## Request A
Select every line of the records below that contains the word "brown", and copy each one.

## Document

-*-

On Wednesday, the U.S. Army Corps of Engineers reported a leak at the 17th Street Canal levee. The levee broke during Katrina, flooding thousands of homes in the adjacent Lakeview neighborhood.

On the Senate floor Thursday, U.S. Sen. Mary Landrieu, D-La., pointed to the report while urging colleagues to pass the emergency levee funding.

“We are in a mad dash to get these levees and this infrastructure rebuilt strongly, correctly and safely,” Landrieu said.

The latest report was yet another frustration in the effort to recover from Katrina, Landrieu said off the floor.

“It’s extremely disturbing,” Landrieu said. “I don’t want to jump to any conclusions, but reports like this continue to bolster my argument for radical reforms within the U.S. Army Corps of Engineers.”

The levee money in the war supplemental bill — which still needs approval in the House — is an advance for levee money that already is in President Bush’s 2009 budget.

Corps officials said the money is needed more quickly if they’re going to meet the deadline of shoring up all levees by 2011. President Bush has threatened to veto the war spending bill if it has domestic spending in it.

-*-

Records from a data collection
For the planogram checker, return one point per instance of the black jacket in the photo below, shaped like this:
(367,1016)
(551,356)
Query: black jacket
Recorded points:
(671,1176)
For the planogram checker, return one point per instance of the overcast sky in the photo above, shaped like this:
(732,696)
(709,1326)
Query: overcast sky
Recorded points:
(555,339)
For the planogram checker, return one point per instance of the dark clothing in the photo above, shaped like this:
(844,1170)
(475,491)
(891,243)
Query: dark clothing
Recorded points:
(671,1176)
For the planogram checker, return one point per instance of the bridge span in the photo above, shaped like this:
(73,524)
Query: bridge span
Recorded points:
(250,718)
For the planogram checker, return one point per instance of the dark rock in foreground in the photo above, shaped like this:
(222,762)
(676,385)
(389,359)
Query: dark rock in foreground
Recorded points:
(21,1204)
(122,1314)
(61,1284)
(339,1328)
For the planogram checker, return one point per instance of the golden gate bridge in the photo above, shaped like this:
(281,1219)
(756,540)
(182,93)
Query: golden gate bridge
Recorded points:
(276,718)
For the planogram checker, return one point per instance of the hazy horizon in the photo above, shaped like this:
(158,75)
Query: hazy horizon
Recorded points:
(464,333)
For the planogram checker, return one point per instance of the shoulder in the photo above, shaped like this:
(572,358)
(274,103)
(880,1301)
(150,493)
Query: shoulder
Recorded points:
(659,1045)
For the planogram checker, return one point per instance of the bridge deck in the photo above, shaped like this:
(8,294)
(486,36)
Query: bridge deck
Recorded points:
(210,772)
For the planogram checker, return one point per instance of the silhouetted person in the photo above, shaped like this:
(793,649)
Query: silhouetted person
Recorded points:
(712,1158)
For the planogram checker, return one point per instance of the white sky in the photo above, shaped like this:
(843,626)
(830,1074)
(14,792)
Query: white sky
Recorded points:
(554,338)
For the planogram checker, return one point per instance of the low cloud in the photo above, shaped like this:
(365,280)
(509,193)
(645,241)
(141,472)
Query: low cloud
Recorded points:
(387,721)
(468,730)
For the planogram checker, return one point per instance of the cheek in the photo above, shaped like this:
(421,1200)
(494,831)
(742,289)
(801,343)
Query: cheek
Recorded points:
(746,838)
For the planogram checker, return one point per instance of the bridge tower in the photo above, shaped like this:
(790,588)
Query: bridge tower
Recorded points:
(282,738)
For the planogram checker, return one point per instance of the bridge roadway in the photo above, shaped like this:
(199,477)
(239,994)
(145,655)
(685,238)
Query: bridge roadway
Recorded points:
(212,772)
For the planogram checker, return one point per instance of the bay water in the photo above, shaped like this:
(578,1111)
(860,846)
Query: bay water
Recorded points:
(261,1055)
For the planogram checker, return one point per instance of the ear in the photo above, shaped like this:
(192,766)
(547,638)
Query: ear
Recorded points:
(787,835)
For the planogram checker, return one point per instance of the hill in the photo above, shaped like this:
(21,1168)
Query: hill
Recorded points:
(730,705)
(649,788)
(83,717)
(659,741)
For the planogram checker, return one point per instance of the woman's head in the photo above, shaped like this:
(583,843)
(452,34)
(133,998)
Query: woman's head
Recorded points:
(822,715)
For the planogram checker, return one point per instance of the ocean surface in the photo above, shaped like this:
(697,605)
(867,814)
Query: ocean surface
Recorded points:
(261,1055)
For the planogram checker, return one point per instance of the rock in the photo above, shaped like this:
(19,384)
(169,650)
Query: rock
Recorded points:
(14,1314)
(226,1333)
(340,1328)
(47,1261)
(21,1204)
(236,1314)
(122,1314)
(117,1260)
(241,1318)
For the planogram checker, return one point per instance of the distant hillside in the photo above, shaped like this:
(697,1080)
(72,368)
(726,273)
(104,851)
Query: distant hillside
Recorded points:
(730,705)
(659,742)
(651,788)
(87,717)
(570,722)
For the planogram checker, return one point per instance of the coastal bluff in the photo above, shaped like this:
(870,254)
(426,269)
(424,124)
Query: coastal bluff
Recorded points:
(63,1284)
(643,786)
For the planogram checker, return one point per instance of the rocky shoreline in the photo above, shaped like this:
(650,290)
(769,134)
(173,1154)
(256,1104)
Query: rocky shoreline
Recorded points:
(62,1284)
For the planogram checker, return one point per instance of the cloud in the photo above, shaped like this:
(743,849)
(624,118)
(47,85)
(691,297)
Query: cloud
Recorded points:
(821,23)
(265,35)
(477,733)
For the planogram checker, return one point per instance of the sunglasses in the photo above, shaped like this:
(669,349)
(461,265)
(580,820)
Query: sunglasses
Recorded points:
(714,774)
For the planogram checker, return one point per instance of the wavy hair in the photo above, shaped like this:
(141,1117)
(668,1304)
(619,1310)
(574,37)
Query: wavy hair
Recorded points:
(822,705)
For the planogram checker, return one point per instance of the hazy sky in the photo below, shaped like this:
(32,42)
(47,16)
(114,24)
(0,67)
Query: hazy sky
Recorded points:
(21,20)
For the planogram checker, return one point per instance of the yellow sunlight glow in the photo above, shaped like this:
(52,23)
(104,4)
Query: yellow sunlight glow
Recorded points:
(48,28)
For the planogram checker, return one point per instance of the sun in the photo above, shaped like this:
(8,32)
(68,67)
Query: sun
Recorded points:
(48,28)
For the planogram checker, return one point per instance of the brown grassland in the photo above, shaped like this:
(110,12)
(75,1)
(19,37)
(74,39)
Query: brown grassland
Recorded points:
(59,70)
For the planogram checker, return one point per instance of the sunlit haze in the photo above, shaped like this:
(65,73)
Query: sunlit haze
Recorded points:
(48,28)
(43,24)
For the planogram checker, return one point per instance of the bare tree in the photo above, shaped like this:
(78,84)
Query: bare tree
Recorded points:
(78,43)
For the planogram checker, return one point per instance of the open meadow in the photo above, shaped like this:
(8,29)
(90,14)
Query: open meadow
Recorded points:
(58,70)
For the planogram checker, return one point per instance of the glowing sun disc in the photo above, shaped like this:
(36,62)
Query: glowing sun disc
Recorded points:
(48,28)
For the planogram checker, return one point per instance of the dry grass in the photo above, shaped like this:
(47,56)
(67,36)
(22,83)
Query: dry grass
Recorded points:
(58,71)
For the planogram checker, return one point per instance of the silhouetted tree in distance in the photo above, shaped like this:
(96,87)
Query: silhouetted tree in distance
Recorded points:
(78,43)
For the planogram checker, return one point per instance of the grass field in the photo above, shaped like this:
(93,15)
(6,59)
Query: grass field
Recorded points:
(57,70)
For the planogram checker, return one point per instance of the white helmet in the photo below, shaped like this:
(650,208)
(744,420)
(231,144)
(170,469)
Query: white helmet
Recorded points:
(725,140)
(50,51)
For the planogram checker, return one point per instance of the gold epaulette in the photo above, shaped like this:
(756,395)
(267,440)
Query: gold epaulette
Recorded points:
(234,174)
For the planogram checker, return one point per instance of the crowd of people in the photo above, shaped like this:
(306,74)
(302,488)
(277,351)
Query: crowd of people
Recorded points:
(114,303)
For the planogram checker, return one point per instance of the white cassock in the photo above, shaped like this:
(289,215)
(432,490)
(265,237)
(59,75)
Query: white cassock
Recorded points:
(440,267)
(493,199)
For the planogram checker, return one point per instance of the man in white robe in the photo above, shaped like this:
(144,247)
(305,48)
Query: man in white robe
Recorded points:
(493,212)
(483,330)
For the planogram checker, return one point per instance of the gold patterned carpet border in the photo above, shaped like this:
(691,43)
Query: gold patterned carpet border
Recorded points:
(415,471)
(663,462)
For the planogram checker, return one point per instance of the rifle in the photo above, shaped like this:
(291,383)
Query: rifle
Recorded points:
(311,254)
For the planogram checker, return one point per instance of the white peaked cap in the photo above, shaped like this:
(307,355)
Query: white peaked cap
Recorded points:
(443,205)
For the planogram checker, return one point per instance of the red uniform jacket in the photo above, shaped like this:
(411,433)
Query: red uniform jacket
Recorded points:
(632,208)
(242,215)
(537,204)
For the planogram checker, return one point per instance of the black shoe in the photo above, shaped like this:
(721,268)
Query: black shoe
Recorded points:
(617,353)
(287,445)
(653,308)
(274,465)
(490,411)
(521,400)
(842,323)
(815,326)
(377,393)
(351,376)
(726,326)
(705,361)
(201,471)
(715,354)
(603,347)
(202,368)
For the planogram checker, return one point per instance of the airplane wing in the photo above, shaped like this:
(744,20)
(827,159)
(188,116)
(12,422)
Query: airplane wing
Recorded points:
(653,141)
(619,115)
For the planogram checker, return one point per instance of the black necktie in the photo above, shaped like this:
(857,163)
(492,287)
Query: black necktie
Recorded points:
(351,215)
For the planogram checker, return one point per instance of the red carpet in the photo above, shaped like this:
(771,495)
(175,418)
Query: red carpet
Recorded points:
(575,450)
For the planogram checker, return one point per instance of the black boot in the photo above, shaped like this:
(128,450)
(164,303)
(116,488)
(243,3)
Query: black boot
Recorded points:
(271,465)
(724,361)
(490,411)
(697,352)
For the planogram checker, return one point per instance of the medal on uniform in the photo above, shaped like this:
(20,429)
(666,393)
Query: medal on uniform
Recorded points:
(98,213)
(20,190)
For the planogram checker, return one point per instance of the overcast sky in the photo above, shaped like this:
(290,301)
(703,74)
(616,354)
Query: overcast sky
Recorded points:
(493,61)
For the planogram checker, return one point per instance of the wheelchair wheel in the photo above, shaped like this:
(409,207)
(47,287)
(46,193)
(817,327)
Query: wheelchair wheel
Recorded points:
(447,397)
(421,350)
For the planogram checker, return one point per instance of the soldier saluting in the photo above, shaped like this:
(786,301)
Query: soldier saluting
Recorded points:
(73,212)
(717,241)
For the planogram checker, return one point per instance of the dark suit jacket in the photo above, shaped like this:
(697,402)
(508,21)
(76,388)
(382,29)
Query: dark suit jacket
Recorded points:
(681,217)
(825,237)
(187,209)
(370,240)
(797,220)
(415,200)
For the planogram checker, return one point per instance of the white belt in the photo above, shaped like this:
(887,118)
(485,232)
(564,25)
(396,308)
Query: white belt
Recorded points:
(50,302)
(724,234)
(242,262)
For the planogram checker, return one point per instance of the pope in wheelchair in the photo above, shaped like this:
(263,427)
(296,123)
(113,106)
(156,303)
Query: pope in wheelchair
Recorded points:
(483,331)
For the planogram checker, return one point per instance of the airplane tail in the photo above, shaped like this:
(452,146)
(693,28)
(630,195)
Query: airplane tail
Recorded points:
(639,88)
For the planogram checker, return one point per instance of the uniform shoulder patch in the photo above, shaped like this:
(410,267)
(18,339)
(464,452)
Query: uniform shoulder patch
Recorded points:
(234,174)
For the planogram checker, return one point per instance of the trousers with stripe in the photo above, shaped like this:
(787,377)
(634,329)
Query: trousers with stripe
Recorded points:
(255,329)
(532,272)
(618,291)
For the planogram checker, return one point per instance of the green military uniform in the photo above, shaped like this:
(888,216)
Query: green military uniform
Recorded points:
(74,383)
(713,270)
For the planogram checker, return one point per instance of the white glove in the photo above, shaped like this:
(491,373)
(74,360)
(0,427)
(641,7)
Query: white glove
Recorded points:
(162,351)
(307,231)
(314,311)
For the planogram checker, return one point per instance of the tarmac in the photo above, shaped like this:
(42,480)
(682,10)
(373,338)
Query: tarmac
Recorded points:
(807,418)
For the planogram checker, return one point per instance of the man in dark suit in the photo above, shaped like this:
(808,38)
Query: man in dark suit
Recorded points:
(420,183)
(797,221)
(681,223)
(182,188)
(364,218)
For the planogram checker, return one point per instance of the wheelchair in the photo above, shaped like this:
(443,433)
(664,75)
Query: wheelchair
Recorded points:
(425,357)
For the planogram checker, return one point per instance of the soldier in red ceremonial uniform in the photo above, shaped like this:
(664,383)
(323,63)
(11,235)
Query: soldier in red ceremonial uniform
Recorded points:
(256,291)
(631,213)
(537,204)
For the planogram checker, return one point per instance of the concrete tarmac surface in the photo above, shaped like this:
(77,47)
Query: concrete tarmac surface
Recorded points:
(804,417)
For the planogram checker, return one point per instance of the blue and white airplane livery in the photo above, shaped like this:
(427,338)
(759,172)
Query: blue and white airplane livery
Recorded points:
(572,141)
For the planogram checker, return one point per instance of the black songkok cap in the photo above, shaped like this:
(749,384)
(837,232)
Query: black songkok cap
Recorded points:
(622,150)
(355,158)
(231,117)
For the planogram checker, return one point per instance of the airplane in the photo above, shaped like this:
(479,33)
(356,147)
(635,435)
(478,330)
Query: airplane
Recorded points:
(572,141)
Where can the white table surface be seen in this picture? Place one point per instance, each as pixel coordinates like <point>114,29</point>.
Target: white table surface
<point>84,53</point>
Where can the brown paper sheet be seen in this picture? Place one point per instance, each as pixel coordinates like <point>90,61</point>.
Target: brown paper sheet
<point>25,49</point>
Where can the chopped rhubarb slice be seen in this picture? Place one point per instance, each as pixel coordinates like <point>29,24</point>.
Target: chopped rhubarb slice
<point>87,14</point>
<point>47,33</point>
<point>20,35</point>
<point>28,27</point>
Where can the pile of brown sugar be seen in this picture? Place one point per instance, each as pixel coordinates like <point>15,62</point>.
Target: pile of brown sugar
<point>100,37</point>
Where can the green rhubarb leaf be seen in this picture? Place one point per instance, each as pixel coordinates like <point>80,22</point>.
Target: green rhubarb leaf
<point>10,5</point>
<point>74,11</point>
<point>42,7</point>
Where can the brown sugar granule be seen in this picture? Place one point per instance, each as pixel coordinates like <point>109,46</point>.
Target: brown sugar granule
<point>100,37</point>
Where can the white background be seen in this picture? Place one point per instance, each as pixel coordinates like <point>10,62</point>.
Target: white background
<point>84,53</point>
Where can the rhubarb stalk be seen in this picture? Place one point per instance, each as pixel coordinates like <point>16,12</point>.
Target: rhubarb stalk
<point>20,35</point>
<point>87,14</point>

-*-

## Request B
Write the next part of the news article above on levee funding after Katrina, starting right after its final sentence.

## Task result A
For the planogram checker, return one point per instance of the brown grassland in the photo above, shaped like this:
Query: brown grassland
Where can the brown paper sheet be seen in this picture? Place one point per instance, each as pixel coordinates like <point>90,61</point>.
Target: brown paper sheet
Where can the pile of brown sugar be seen in this picture? Place one point per instance, each as pixel coordinates like <point>15,62</point>.
Target: pile of brown sugar
Where can the brown sugar granule be seen in this picture? Place one point per instance, each as pixel coordinates like <point>109,46</point>.
Target: brown sugar granule

## Task result B
U.S. Sen. David Vitter, R-La., encouraged colleagues to vote for it, noting that Bush already has approved spending the money.

“It’s absolutely essential to deliver the help that the president committed, that the nation has committed to our continuing recovery in Louisiana,” Vitter said on the Senate floor.

“This is hardly some Christmas tree that we’re putting ornaments on,” Vitter added. “About 95 percent of this recovery package are things that the president himself has explicitly requested.

In addition to the levee money, the Senate bill contains $76 million to provide 3,000 permanent housing vouchers in Louisiana, where two of every three will go to New Orleans.